# Exercise aim:
Transcribe every record exactly.

# Data:
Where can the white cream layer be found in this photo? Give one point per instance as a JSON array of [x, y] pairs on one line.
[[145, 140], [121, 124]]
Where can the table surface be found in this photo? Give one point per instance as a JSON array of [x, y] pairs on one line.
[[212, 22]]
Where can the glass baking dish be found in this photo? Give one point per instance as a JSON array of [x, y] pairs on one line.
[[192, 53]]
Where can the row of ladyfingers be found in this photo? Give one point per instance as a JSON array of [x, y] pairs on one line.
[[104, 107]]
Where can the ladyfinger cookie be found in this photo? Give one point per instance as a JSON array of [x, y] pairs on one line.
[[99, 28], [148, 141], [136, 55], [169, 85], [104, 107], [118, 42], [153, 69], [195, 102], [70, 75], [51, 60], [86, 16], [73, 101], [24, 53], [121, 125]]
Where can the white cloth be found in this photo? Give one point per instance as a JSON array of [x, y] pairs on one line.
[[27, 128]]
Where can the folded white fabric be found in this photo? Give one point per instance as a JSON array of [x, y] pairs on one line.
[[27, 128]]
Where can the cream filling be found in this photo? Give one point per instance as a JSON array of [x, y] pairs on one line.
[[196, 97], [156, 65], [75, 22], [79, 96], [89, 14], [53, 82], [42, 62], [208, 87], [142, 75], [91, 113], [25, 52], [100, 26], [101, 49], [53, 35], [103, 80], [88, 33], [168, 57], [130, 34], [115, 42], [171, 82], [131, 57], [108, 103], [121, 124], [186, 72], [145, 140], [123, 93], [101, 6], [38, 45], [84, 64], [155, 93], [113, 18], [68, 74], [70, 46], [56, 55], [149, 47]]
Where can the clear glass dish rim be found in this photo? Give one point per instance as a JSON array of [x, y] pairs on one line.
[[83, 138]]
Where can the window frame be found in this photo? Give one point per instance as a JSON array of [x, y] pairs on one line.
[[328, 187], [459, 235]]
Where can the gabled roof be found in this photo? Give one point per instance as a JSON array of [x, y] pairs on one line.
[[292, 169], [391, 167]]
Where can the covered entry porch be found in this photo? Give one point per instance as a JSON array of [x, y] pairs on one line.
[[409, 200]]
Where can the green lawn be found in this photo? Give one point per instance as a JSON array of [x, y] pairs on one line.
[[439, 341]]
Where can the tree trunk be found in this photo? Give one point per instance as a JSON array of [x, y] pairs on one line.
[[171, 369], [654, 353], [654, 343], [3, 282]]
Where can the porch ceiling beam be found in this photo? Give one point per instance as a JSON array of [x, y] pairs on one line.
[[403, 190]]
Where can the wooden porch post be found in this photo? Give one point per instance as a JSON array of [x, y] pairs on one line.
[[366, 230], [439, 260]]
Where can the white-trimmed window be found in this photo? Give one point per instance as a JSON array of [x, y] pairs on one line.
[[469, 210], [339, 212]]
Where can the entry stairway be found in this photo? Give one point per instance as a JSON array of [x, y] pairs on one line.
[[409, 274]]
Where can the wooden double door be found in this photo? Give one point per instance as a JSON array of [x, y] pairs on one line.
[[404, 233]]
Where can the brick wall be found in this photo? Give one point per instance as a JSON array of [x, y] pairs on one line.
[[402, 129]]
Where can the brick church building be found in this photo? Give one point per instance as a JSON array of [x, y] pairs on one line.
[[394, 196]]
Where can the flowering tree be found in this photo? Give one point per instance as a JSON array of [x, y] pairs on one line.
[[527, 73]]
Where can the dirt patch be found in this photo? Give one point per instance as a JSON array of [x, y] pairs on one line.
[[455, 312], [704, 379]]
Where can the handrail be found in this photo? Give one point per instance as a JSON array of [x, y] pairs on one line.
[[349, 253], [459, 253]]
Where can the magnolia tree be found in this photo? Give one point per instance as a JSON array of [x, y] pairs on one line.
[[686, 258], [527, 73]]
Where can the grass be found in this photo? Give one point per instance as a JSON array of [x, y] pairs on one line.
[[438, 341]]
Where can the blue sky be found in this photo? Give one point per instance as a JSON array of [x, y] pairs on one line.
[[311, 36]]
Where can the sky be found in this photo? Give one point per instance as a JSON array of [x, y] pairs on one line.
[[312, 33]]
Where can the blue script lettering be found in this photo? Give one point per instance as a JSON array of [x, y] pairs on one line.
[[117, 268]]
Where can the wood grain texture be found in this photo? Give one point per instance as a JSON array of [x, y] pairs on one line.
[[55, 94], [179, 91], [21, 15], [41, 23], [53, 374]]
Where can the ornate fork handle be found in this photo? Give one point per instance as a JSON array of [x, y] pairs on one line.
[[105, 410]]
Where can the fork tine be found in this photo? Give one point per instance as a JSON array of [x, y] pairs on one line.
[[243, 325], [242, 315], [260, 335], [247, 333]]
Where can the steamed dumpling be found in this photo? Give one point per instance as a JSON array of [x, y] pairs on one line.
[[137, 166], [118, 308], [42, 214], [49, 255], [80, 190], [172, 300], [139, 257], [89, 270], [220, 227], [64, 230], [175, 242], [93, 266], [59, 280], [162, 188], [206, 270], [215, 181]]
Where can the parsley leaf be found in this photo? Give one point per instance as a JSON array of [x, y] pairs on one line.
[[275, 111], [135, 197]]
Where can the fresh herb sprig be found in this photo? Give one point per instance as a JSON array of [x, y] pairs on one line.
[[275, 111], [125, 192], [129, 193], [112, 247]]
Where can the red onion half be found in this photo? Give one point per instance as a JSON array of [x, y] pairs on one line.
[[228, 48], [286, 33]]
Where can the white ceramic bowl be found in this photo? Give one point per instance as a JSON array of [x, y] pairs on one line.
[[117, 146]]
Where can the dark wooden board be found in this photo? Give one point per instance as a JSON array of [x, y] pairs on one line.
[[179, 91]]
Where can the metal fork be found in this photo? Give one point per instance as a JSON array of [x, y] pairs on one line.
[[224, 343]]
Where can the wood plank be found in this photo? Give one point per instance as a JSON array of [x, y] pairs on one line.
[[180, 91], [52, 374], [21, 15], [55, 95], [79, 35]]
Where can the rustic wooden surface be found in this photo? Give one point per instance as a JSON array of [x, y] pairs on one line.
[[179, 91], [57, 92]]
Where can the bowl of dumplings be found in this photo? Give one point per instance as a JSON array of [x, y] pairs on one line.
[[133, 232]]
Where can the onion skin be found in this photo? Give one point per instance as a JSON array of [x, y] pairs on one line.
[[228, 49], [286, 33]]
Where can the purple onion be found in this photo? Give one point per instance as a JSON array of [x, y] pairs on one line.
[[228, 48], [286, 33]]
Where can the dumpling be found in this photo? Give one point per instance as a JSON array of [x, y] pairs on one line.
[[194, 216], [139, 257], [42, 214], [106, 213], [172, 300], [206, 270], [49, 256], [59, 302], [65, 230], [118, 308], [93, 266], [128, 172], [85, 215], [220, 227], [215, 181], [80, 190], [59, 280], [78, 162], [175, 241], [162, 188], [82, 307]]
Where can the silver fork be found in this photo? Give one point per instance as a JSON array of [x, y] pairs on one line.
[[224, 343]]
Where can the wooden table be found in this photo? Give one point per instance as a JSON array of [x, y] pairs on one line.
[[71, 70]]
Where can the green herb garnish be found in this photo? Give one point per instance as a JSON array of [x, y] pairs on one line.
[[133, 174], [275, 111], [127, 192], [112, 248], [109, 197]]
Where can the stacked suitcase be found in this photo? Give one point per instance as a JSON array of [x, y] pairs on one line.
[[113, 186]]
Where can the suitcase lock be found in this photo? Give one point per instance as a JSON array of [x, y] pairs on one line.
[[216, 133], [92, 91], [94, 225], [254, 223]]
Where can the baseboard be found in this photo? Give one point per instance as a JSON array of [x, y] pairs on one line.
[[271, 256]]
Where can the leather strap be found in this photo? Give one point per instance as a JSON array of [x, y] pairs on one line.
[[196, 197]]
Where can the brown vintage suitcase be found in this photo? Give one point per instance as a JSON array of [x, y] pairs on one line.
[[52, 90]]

# Solution to this exercise:
Where can the white cream layer be found in this photo? Give one point per instance as a JSON array of [x, y] pairs on one line.
[[145, 140], [121, 124]]
Where can the table surface be found in this photo? Give one point per instance as a JSON array of [x, y] pairs on one line.
[[212, 22]]
Where can the glass baking dish be found in this photo? Give one point per instance as a JSON array of [x, y] pairs on one line.
[[192, 53]]
Where can the row of ladyfingers be found in this photo? Give one point per instance as a JSON array of [x, y] pairs on one line.
[[104, 107]]
Where can the ladyfinger cookie be found in this photo? Give one point per instance as a JSON array of [x, y] pairs on one line.
[[99, 28], [148, 141], [136, 55], [169, 85], [104, 107], [118, 42], [153, 69], [195, 102], [70, 75], [51, 60], [86, 16], [73, 101], [24, 53], [121, 125]]
Where can the white cloth be found in this photo? Give one point per instance as a JSON array of [x, y] pairs on one line.
[[27, 128]]
Where can the folded white fabric be found in this photo? Give one point per instance as a JSON array of [x, y] pairs on one line.
[[27, 128]]
Where can the cream filling be found in this photo? Give one point per instance as a JSON array of [x, y] pairs on one line.
[[196, 97], [156, 65], [75, 22], [79, 96], [89, 14], [53, 82], [42, 62], [208, 87], [142, 75], [91, 113], [25, 52], [100, 26], [101, 49], [53, 35], [103, 80], [88, 33], [168, 57], [130, 34], [115, 42], [171, 82], [131, 57], [108, 103], [121, 124], [186, 72], [145, 140], [123, 93], [101, 6], [38, 45], [84, 64], [155, 93], [113, 18], [68, 74], [70, 46], [56, 55], [149, 47]]
Where can the clear glass dish rim be found in this photo? Give one point per instance as a JSON array of [x, y] pairs on one line.
[[83, 138]]
Where can the window frame be found in this photo? Give one point per instance as a JSON array of [x, y] pairs on one line.
[[328, 187], [459, 235]]
Where can the gabled roof be found in this photo? Give one point per instance as a JSON array of [x, y] pairs on one line.
[[292, 169], [391, 167]]
Where can the covered entry porch be found in this photo? Give one point per instance as a JSON array of [x, y] pairs on one line.
[[409, 200]]
Where can the green lawn be found in this photo? Give one point per instance as a JSON array of [x, y] pairs on one line.
[[439, 341]]
Where can the tree trunk be found in this photo? Give one point per instance as a JSON array of [x, y] pairs on one line.
[[171, 369], [654, 353], [654, 343], [3, 282]]
Where can the porch ceiling beam be found in this photo? Give one point per instance as a JSON array of [x, y] pairs on one line.
[[403, 190]]
Where can the wooden porch post be found in this photo? Give one point per instance as a JSON array of [x, y] pairs on one line.
[[366, 230], [439, 260]]
Where can the white-trimmed window be found in this photo? Give one point per instance as a JSON array of [x, y] pairs on one line.
[[469, 210], [339, 212]]
Where can the entry stairway be found in this photo? Give one point per instance as a JSON array of [x, y] pairs on one line.
[[409, 274]]
Where can the wooden double door be found in this photo? Give one point per instance as a JSON array of [x, y] pairs on one line.
[[404, 233]]
Where can the brick wall be found in this photo? Give one point per instance as a JSON array of [x, y] pairs on one line.
[[402, 129]]
Where can the brick church building be found in this photo? Give one point per instance as a JSON array of [x, y] pairs on one line.
[[394, 196]]
Where can the flowering tree be found in this photo? Give one point per instance as a JSON array of [x, y] pairs on one line.
[[527, 73]]
Where can the dirt patch be found in this photo? Give one point per instance as a JSON array of [x, y] pairs on one line.
[[455, 312], [704, 379]]
Where can the handrail be found in this photo? Give one point per instance as a JSON array of [x, y] pairs on one line.
[[349, 253], [459, 253]]
Where can the magnolia tree be found in this photo? Give one point per instance as a JSON array of [x, y] pairs on one line.
[[686, 258], [527, 73]]
Where can the grass be found in this photo? Give one point per instance as a JSON array of [x, y] pairs on one line.
[[438, 341]]
Where can the blue sky be found in this photo? Give one point per instance as a JSON array of [x, y] pairs on one line.
[[311, 36]]
Where can the sky be found in this photo? Give one point per instance as a JSON array of [x, y] pairs on one line.
[[312, 33]]
Where can the blue script lettering be found in this photo? Give one point per instance as a JSON array of [x, y] pairs on one line.
[[117, 268]]
Where can the wood grain texture be found in this photo? Give one point per instance as a JSON array of [x, y] pairs on one line.
[[55, 94], [179, 91], [21, 15], [41, 23], [53, 374]]
Where can the ornate fork handle be found in this photo? Give one point per instance as a JSON array of [x, y] pairs on one line.
[[105, 410]]
Where can the fork tine be found in this photo? Give one point per instance as a JSON array of [x, y] pairs on one line.
[[243, 325], [242, 315], [260, 335], [247, 333]]
Where can the steamed dumpling be found in this photo? Give one point per instance as a JSON array of [x, y] pairs on one line.
[[137, 166], [118, 308], [42, 214], [49, 255], [80, 190], [172, 300], [139, 257], [89, 270], [220, 227], [64, 230], [175, 242], [93, 266], [59, 280], [162, 188], [206, 270], [215, 181]]
Where can the parsley leaf be found in this photo? Give one point per instance as a JSON array of [x, y] pairs on one line.
[[275, 111], [135, 197]]
Where can the fresh herb sprig be found in this photo? Give one point per instance as a JSON array of [x, y] pairs on one line.
[[275, 111], [125, 192], [129, 193], [112, 247]]
Where can the red onion half be found in this photo? Give one point per instance as a JSON array of [x, y] pairs on one line.
[[228, 48], [286, 33]]
Where can the white ceramic bowl be found in this photo? Give one point per instance as a JSON array of [x, y] pairs on one line.
[[117, 146]]
Where can the dark wooden board be found in this photo? Give one point per instance as a JSON array of [x, y] pairs on one line.
[[179, 91]]
Where can the metal fork be found in this photo? Give one point per instance as a JSON array of [x, y] pairs on one line.
[[224, 343]]
Where can the wood plank be found in this photo? Give one point per instance as a JSON array of [x, y] pairs on one line.
[[180, 91], [52, 374], [21, 15], [55, 95], [79, 35]]
Where can the rustic wooden surface be found in this photo? Give one point per instance as a JSON array of [x, y] pairs on one line.
[[179, 91], [57, 92]]
Where can the bowl of dumplings be found in this photo? Give one point per instance as a JSON array of [x, y] pairs on one line.
[[133, 232]]
Where can the onion skin be found in this photo? Give one point per instance as a JSON array of [x, y] pairs on one line.
[[228, 49], [286, 33]]
Where can the purple onion be found in this photo? Give one point per instance as a JSON array of [x, y] pairs on one line.
[[228, 48], [286, 33]]
Where can the dumpling be found in this photo? Give one point per instance as a JSON array of [x, y] pairs on one line.
[[194, 216], [139, 257], [42, 214], [106, 213], [172, 300], [206, 270], [49, 256], [59, 302], [65, 230], [118, 308], [93, 266], [128, 172], [85, 215], [220, 227], [215, 181], [80, 190], [59, 280], [78, 162], [175, 241], [162, 188], [82, 307]]
Where can the silver fork be found in this photo? Give one point per instance as a JSON array of [x, y] pairs on one line.
[[224, 343]]
Where can the wooden table be found in this photo? Give one point per instance as a JSON array of [x, y] pairs on one line.
[[71, 70]]
Where can the green herb garnish be found in this photo? Give one point per instance as a JSON array of [x, y] pairs on one line.
[[133, 174], [275, 111], [127, 192], [112, 248], [109, 197]]
Where can the stacked suitcase be found in this photo? Give one point per instance as a JSON array of [x, y] pairs on one line.
[[113, 186]]
Where can the suitcase lock be found in this photo? Give one point per instance as a JSON array of [x, y] pairs on one line.
[[216, 133], [92, 91], [94, 225], [254, 223]]
Where can the baseboard be found in this photo? Give one point per instance as a JSON array of [x, y] pairs on one line.
[[271, 256]]
Where can the leather strap be found in this photo? Give one point per instance as a JSON array of [x, y] pairs on one line.
[[196, 197]]
Where can the brown vintage suitcase be found in this photo? Give one point per instance as a JSON array of [x, y] pairs on one line.
[[52, 90]]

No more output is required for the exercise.